> **Task details**: Extract the line that contains "[point] every instance of the curl of" and every line after it through the end of the records below, exactly as written, leaving out any pictures.
BEGIN Data records
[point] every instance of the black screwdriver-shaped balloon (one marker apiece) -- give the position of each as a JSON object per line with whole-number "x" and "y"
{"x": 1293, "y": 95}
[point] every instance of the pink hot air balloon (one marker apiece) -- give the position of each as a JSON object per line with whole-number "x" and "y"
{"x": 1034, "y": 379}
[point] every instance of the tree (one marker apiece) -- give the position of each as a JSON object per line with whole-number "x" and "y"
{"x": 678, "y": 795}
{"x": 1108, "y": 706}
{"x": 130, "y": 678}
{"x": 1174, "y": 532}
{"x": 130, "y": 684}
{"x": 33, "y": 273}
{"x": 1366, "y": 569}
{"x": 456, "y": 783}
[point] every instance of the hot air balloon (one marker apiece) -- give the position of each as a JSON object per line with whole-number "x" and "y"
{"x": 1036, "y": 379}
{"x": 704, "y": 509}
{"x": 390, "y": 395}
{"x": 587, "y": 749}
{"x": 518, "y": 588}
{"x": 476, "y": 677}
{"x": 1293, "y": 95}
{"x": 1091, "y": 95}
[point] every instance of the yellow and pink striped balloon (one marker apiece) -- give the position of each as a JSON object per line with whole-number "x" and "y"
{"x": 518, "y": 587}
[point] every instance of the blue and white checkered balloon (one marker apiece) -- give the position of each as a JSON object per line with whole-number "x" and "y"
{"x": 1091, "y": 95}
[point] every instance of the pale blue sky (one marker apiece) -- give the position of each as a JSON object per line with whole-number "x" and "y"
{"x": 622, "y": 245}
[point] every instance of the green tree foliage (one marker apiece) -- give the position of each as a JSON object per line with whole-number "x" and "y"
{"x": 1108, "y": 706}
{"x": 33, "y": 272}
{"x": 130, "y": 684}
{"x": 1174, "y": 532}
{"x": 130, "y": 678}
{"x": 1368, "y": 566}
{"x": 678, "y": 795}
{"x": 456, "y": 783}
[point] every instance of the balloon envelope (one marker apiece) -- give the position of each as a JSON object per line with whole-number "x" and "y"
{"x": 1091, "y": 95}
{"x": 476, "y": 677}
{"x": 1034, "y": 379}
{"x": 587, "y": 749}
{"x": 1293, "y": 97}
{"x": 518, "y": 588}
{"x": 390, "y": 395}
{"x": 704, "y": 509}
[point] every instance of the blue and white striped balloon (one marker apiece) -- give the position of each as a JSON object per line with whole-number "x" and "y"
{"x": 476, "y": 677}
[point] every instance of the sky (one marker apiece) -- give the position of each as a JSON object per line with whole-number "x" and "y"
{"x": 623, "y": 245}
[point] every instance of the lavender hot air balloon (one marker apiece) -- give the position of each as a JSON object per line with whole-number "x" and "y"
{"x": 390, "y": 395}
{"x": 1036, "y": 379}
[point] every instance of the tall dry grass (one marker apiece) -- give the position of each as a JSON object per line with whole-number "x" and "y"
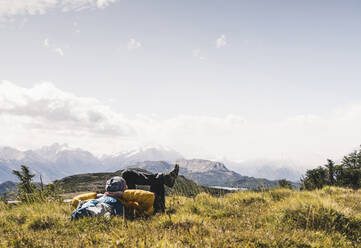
{"x": 330, "y": 217}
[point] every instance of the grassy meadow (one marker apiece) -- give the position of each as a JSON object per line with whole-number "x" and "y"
{"x": 330, "y": 217}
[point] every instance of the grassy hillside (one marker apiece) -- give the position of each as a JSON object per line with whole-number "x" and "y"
{"x": 278, "y": 218}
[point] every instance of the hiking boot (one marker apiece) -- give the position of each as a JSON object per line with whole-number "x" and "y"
{"x": 170, "y": 177}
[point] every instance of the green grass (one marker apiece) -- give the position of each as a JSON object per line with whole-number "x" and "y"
{"x": 330, "y": 217}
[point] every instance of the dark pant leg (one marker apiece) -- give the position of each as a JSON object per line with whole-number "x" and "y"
{"x": 156, "y": 182}
{"x": 133, "y": 177}
{"x": 158, "y": 189}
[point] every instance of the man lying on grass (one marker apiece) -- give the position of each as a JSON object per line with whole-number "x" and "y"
{"x": 120, "y": 191}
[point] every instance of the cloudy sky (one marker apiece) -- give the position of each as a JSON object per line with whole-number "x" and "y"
{"x": 240, "y": 80}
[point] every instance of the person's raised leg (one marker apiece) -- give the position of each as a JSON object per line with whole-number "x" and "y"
{"x": 134, "y": 177}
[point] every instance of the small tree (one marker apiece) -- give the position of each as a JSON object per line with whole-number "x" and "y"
{"x": 283, "y": 183}
{"x": 331, "y": 171}
{"x": 315, "y": 179}
{"x": 25, "y": 186}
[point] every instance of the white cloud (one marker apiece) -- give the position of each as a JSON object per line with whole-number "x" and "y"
{"x": 46, "y": 42}
{"x": 45, "y": 114}
{"x": 38, "y": 7}
{"x": 133, "y": 44}
{"x": 221, "y": 41}
{"x": 59, "y": 51}
{"x": 197, "y": 54}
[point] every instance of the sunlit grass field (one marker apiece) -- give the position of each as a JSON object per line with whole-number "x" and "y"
{"x": 330, "y": 217}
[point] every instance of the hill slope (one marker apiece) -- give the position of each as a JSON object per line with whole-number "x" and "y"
{"x": 96, "y": 182}
{"x": 208, "y": 173}
{"x": 278, "y": 218}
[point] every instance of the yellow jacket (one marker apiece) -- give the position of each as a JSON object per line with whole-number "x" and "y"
{"x": 140, "y": 200}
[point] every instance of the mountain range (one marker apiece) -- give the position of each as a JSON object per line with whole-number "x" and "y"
{"x": 58, "y": 161}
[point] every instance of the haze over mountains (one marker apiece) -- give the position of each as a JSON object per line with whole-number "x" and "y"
{"x": 57, "y": 161}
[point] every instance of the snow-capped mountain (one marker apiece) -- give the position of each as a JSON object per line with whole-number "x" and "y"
{"x": 60, "y": 160}
{"x": 270, "y": 169}
{"x": 126, "y": 158}
{"x": 51, "y": 162}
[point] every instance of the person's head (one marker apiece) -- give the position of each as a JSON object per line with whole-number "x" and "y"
{"x": 115, "y": 184}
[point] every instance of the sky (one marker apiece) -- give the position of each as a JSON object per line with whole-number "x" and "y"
{"x": 237, "y": 80}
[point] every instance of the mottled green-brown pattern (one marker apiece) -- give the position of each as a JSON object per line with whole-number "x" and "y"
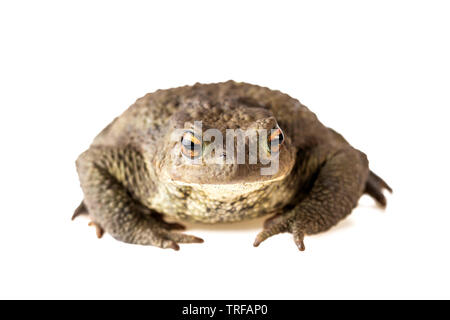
{"x": 134, "y": 172}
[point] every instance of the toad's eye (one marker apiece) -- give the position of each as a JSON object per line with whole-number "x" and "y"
{"x": 191, "y": 146}
{"x": 275, "y": 140}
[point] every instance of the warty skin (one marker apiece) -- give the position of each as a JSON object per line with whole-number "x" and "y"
{"x": 134, "y": 173}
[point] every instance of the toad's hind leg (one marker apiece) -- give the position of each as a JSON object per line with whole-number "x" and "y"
{"x": 106, "y": 176}
{"x": 374, "y": 188}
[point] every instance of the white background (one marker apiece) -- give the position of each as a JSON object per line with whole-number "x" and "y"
{"x": 376, "y": 71}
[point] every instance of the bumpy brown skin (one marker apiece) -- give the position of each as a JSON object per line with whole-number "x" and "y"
{"x": 134, "y": 174}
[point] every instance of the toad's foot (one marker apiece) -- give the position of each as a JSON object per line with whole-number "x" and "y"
{"x": 374, "y": 188}
{"x": 335, "y": 192}
{"x": 159, "y": 232}
{"x": 282, "y": 223}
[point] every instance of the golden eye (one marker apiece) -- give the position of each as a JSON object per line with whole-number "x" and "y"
{"x": 191, "y": 145}
{"x": 275, "y": 140}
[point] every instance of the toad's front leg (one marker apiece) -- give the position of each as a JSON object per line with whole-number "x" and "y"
{"x": 340, "y": 182}
{"x": 113, "y": 179}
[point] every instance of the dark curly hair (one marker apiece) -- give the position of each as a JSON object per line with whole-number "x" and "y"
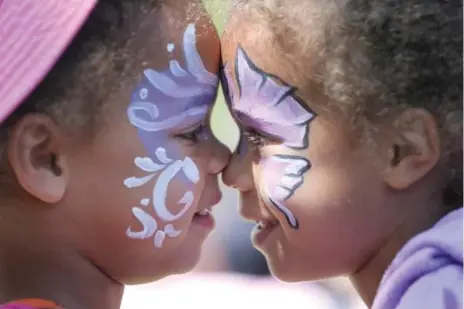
{"x": 90, "y": 69}
{"x": 374, "y": 57}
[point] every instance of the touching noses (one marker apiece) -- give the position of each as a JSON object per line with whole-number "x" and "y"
{"x": 238, "y": 173}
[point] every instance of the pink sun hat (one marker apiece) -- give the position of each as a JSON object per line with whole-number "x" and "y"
{"x": 33, "y": 35}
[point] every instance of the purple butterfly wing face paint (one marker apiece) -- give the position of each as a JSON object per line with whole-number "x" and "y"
{"x": 176, "y": 98}
{"x": 271, "y": 107}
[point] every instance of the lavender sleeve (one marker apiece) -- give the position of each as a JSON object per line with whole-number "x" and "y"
{"x": 427, "y": 273}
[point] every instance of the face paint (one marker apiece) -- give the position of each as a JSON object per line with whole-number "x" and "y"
{"x": 268, "y": 106}
{"x": 229, "y": 93}
{"x": 272, "y": 107}
{"x": 282, "y": 175}
{"x": 186, "y": 95}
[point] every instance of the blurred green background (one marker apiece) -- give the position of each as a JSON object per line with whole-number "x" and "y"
{"x": 222, "y": 124}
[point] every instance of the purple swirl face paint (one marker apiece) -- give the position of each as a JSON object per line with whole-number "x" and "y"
{"x": 163, "y": 102}
{"x": 282, "y": 175}
{"x": 264, "y": 103}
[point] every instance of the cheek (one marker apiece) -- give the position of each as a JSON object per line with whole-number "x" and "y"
{"x": 281, "y": 177}
{"x": 171, "y": 183}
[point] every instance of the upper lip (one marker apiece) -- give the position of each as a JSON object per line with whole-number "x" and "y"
{"x": 212, "y": 201}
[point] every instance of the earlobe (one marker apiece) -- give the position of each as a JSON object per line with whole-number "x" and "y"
{"x": 37, "y": 159}
{"x": 415, "y": 151}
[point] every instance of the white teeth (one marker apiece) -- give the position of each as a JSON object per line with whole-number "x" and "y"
{"x": 204, "y": 212}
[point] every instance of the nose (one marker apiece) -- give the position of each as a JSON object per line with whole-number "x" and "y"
{"x": 220, "y": 156}
{"x": 238, "y": 173}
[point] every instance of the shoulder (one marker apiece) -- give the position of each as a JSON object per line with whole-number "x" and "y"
{"x": 441, "y": 289}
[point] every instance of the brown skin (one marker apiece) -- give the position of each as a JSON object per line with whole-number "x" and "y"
{"x": 359, "y": 203}
{"x": 63, "y": 231}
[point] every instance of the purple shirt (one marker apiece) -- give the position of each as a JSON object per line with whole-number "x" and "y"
{"x": 427, "y": 272}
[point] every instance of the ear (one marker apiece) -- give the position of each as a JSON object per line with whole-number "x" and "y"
{"x": 36, "y": 157}
{"x": 415, "y": 149}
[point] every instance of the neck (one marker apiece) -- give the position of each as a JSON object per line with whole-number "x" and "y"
{"x": 366, "y": 279}
{"x": 67, "y": 279}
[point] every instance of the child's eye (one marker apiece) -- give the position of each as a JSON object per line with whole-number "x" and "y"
{"x": 256, "y": 139}
{"x": 195, "y": 134}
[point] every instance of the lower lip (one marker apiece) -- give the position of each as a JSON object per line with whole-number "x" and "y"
{"x": 204, "y": 221}
{"x": 259, "y": 236}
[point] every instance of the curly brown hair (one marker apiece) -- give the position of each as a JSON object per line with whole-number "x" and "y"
{"x": 374, "y": 57}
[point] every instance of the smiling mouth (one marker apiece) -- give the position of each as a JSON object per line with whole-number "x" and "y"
{"x": 203, "y": 213}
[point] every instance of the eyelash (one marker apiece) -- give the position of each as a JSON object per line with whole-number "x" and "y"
{"x": 194, "y": 134}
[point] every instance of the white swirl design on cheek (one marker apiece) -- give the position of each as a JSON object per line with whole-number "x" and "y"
{"x": 148, "y": 222}
{"x": 185, "y": 92}
{"x": 150, "y": 226}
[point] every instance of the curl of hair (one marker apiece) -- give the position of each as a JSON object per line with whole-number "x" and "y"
{"x": 374, "y": 57}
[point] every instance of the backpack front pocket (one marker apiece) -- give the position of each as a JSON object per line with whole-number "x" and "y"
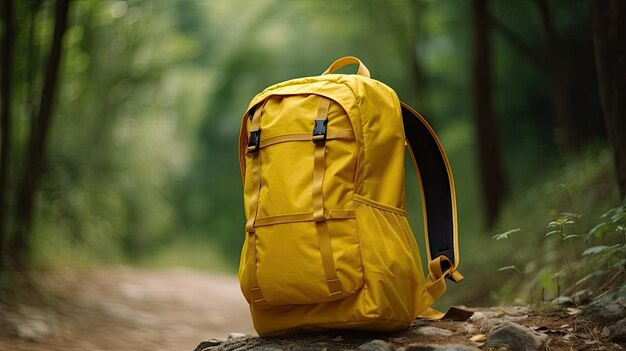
{"x": 289, "y": 265}
{"x": 302, "y": 245}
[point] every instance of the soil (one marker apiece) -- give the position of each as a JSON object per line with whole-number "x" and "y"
{"x": 132, "y": 309}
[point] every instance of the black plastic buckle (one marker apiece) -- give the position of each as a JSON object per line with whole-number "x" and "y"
{"x": 254, "y": 141}
{"x": 319, "y": 131}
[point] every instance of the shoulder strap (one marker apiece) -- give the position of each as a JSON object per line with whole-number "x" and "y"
{"x": 438, "y": 200}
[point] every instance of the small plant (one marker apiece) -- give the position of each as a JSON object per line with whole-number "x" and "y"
{"x": 607, "y": 256}
{"x": 561, "y": 227}
{"x": 508, "y": 235}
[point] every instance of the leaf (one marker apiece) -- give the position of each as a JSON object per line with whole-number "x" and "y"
{"x": 558, "y": 275}
{"x": 572, "y": 236}
{"x": 573, "y": 311}
{"x": 620, "y": 264}
{"x": 571, "y": 215}
{"x": 508, "y": 268}
{"x": 589, "y": 276}
{"x": 594, "y": 250}
{"x": 506, "y": 234}
{"x": 550, "y": 233}
{"x": 598, "y": 230}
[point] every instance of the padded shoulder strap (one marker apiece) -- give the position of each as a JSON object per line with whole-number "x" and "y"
{"x": 438, "y": 200}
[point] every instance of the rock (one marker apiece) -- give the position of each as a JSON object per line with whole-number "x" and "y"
{"x": 455, "y": 347}
{"x": 399, "y": 340}
{"x": 236, "y": 335}
{"x": 515, "y": 337}
{"x": 603, "y": 311}
{"x": 376, "y": 345}
{"x": 207, "y": 344}
{"x": 564, "y": 301}
{"x": 269, "y": 347}
{"x": 322, "y": 345}
{"x": 238, "y": 344}
{"x": 617, "y": 332}
{"x": 432, "y": 331}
END Data records
> **Answer**:
[point] every instance of the curl of hair (one marker apiece) -- give the position of each as a JSON object per line with whole-number "x" and "y"
{"x": 374, "y": 57}
[point] every instance of the backpack front pocket (one marker apiece) -- give the position of each as a JSON object per line with whole-number "x" and "y"
{"x": 289, "y": 265}
{"x": 302, "y": 245}
[point] every instance of the soil (one marker apiece) -- give the position of each as a JSON object per line with whole-number "x" and "y"
{"x": 132, "y": 309}
[point] every instance of the black plastic buckle (one marker apiece) -- give the position of each as a JSON object per line with whole-number "x" and "y"
{"x": 254, "y": 141}
{"x": 319, "y": 131}
[point] every instance of the shoulder strap (one marker apiece) -- give the position of each as a JSON object per line with whole-number "x" and "y"
{"x": 438, "y": 200}
[point] every instance of the small plant (one marker apiece) -- give the position of each as a JSON object per line with whole-number "x" and "y"
{"x": 607, "y": 256}
{"x": 561, "y": 227}
{"x": 508, "y": 235}
[point] every instance of the leaf (one marker apiece) -- give the position of each as a JSON object per line with whole-number "x" and "y"
{"x": 558, "y": 275}
{"x": 572, "y": 236}
{"x": 573, "y": 311}
{"x": 620, "y": 264}
{"x": 571, "y": 215}
{"x": 508, "y": 268}
{"x": 589, "y": 276}
{"x": 594, "y": 250}
{"x": 506, "y": 234}
{"x": 550, "y": 233}
{"x": 598, "y": 230}
[point] every instance of the padded shoulder strap (one marker apiece) -- give the position of each as a JSON object per line with whole-number "x" and "y"
{"x": 438, "y": 200}
[point] every instance of the rock (one marker apiece) -- give the position of each as a JSON object per line with whole-number "x" and "y"
{"x": 455, "y": 347}
{"x": 399, "y": 340}
{"x": 236, "y": 335}
{"x": 515, "y": 337}
{"x": 603, "y": 311}
{"x": 376, "y": 345}
{"x": 207, "y": 344}
{"x": 564, "y": 301}
{"x": 269, "y": 347}
{"x": 322, "y": 345}
{"x": 238, "y": 344}
{"x": 617, "y": 332}
{"x": 432, "y": 331}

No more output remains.